--- Brief ---
Turn the records below into a Markdown table with two columns, No. and Text, putting each line in its own numbered row and skipping blank lines. Leave the pictures out.

= = = =

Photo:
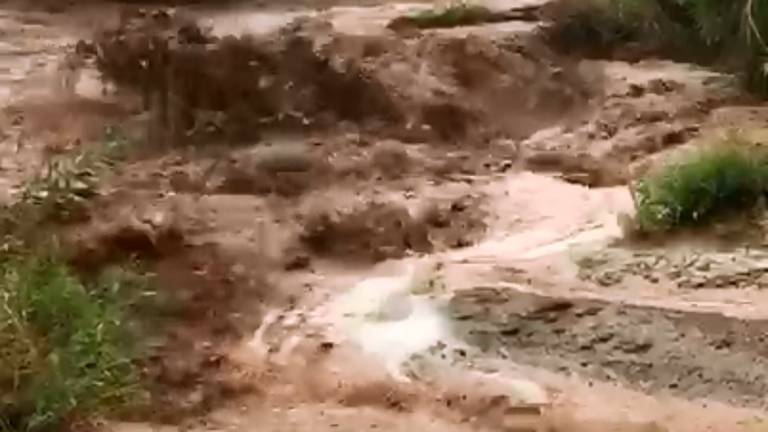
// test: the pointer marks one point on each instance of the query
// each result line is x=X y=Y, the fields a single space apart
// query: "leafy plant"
x=724 y=177
x=65 y=184
x=731 y=33
x=66 y=351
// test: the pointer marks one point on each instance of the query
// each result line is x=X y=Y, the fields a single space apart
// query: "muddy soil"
x=694 y=355
x=317 y=161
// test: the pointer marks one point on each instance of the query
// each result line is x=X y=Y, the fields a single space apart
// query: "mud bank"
x=688 y=354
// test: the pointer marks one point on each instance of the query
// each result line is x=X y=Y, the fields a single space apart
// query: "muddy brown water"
x=689 y=354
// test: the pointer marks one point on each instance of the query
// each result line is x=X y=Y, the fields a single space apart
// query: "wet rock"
x=298 y=261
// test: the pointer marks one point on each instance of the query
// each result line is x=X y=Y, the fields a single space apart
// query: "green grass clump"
x=730 y=35
x=714 y=181
x=65 y=349
x=454 y=15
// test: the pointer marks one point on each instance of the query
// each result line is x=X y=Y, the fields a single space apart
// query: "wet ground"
x=444 y=284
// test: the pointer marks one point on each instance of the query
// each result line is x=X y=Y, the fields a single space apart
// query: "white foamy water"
x=385 y=320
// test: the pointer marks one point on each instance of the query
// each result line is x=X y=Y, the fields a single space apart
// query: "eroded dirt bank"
x=286 y=183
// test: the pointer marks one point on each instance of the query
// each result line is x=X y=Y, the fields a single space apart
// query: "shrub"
x=721 y=178
x=65 y=351
x=731 y=33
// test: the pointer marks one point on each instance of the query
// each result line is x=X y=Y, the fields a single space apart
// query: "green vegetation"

= = = =

--- Result for this exercise ---
| No. | Text |
|---|---|
| 1 | Photo: |
| 2 | // test: the pointer marks one point on each instance of the query |
| 3 | // each result line is x=X y=Y, the fields a single space apart |
| 4 | // query: "leafy plant" |
| 5 | x=724 y=177 |
| 6 | x=65 y=184 |
| 7 | x=731 y=33 |
| 8 | x=66 y=351 |
| 9 | // test: the pointer marks one point on each instance of the query |
| 10 | // each result line is x=X y=Y, the fields a single space apart |
| 11 | // query: "muddy soil" |
| 12 | x=694 y=355 |
| 13 | x=317 y=161 |
| 14 | // test: the pointer marks one point on each instance of the query |
| 15 | // each result line is x=X y=Y, the fields a single space apart |
| 16 | // query: "mud bank" |
| 17 | x=688 y=354 |
| 18 | // test: the pointer marks one point on each instance of the query |
| 19 | // each result line is x=X y=Y, the fields a single space apart |
| 20 | // query: "muddy brown water" |
| 21 | x=689 y=354 |
| 22 | // test: the pointer marks one point on each instance of the query |
| 23 | // each result line is x=X y=Y, the fields a single space apart |
| 24 | // query: "wet rock" |
| 25 | x=298 y=261 |
| 26 | // test: the pointer marks one point on each instance of the query |
| 27 | // each result line is x=X y=Y, the fields a single space apart |
| 28 | // query: "green grass clump" |
| 29 | x=730 y=35 |
| 30 | x=714 y=181 |
| 31 | x=65 y=349 |
| 32 | x=454 y=15 |
| 33 | // test: the pointer marks one point on each instance of the query |
| 34 | // each result line is x=X y=Y, the fields a single space apart |
| 35 | // query: "wet ground" |
| 36 | x=444 y=284 |
| 37 | // test: the pointer marks one point on each instance of the query |
| 38 | // each result line is x=X y=Y, the fields a single space apart |
| 39 | // query: "white foamy water" |
| 40 | x=385 y=320 |
| 41 | // test: the pointer marks one point on each instance of the query |
| 42 | // each result line is x=X y=Y, the fields a single space apart |
| 43 | // query: "eroded dirt bank" |
| 44 | x=286 y=183 |
| 45 | // test: the pointer marks one point on each instance of the query |
| 46 | // each result line is x=X y=Y, the fields a single space apart |
| 47 | // query: "shrub" |
| 48 | x=721 y=178 |
| 49 | x=65 y=351 |
| 50 | x=731 y=33 |
| 51 | // test: the pointer marks one point on each instance of the query |
| 52 | // each result line is x=X y=Y, the fields a single space apart |
| 53 | // query: "green vegetation" |